SELECTED EXTRACT —
* * *

The $4.99 Costco rotisserie chicken might be the most iconic grocery item in America. It’s the reason half of us walk into that warehouse in the first place. You tell yourself you’re just going in for paper towels and maybe some of those frozen dumplings, and then you smell it — that golden, glistening bird sitting under the heat lamps near the back of the store. You grab one. Everyone grabs one. Costco sold 157 million of them worldwide in 2025 alone.
But now, that beloved chicken is at the center of not one but two class-action lawsuits, and the allegations aren’t pretty. One claims Costco lied about what’s in the chicken. The other claims the company’s own processing plant has been pumping out potentially contaminated birds for years. Together, these cases are putting serious heat on a product Costco has spent billions of dollars building its brand around.
The “No Preservatives” Label That Wasn’t Quite True
The first lawsuit landed on January 22 in a Southern California federal court. Two women — Bianca Johnston of Big Bear and Anatasia Chernov of Escondido — filed a complaint alleging that Costco falsely advertised its Kirkland Signature Seasoned Rotisserie Chicken as containing “no preservatives.” The problem? The ingredient list on the back of the packaging includes sodium phosphate and carrageenan — two additives that function, at least in part, as preservatives.
Sodium phosphate is commonly used to extend shelf life, retain moisture, and improve texture in processed meats. Carrageenan, which comes from red seaweed, is a thickener and stabilizer. Both are FDA-approved and appear in tons of prepared foods you probably eat all the time. But the lawsuit argues that slapping a “no preservatives” label on a product that contains ingredients with preservative functions is misleading — and that Costco knew it.
The complaint says Costco “systematically cheated customers out of tens, if not hundreds, of millions of dollars” through its in-store signage and online marketing. Both plaintiffs say they specifically prefer preservative-free food and wouldn’t have bought the chicken — or at least wouldn’t have paid the same price — if they’d known about the additives.

* * *

MATERIAL PROVIDED —
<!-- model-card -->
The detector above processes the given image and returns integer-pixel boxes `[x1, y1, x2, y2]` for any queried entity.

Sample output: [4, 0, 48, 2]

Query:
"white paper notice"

* * *

WHAT TO DO — According to the article on the Costco rotisserie chicken lawsuits, why does the first complaint call the "no preservatives" label misleading? Answer in one to three sentences. The material comes from a separate source.

SOLUTION TO THIS TASK — The ingredient list on the back of the packaging includes sodium phosphate and carrageenan, two additives that function at least in part as preservatives. The lawsuit argues that labeling a product with such ingredients "no preservatives" is misleading and that Costco knew it.